- _The request_:
Identify the line with "carrot shred on"; copy word for word that line and every one after it, to the end of the listing. Exclude pictures.

Object point labels
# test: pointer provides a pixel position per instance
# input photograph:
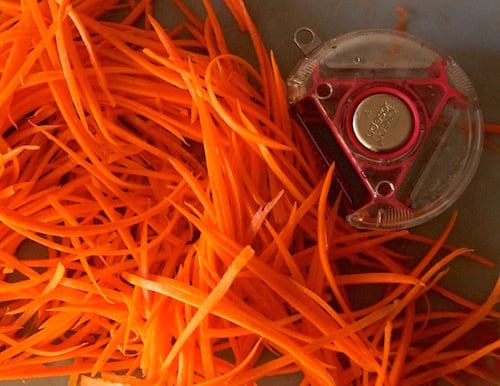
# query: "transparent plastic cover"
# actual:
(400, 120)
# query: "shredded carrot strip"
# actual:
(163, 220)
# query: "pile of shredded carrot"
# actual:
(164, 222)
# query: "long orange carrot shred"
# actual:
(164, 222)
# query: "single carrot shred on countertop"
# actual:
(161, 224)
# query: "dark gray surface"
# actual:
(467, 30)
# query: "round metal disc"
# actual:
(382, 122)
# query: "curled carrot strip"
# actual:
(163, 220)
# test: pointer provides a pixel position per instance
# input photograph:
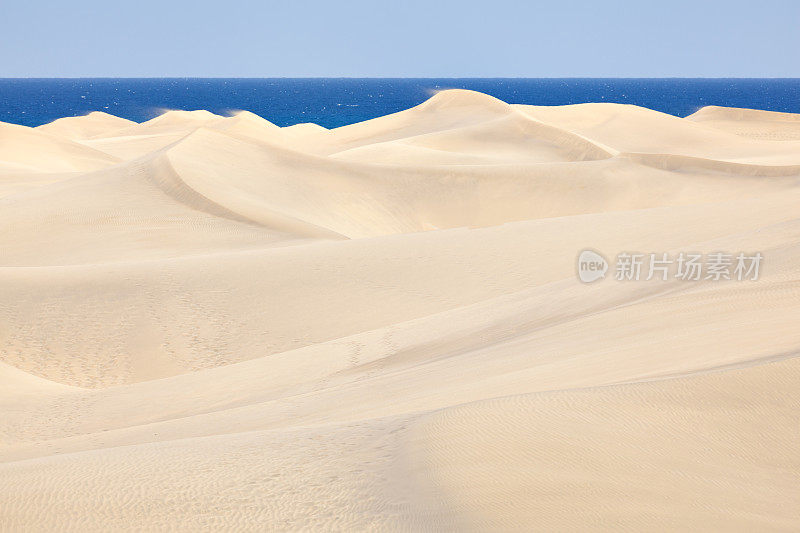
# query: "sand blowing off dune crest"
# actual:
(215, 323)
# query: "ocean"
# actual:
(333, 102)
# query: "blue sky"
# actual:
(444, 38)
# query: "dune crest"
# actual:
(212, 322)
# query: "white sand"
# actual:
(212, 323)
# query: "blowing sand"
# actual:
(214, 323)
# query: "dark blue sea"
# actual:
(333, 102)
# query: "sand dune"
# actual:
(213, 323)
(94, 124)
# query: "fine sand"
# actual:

- _Response to the exercise_:
# query: "single carrot shred on countertop"
# actual:
(161, 224)
# query: "dark gray surface"
# actual:
(467, 30)
# query: "round metal disc"
# actual:
(382, 122)
# query: "curled carrot strip"
# actual:
(163, 220)
# test: pointer provides a pixel position per instance
# input photograph:
# query: "sand blowing off dune crest"
# actual:
(215, 323)
# query: "ocean"
# actual:
(333, 102)
# query: "blue sky"
# actual:
(444, 38)
# query: "dune crest"
# actual:
(212, 322)
# query: "white sand"
# actual:
(212, 323)
# query: "blowing sand"
# actual:
(214, 323)
# query: "dark blue sea"
# actual:
(333, 102)
# query: "sand dune"
# actual:
(213, 323)
(94, 124)
# query: "fine sand"
# actual:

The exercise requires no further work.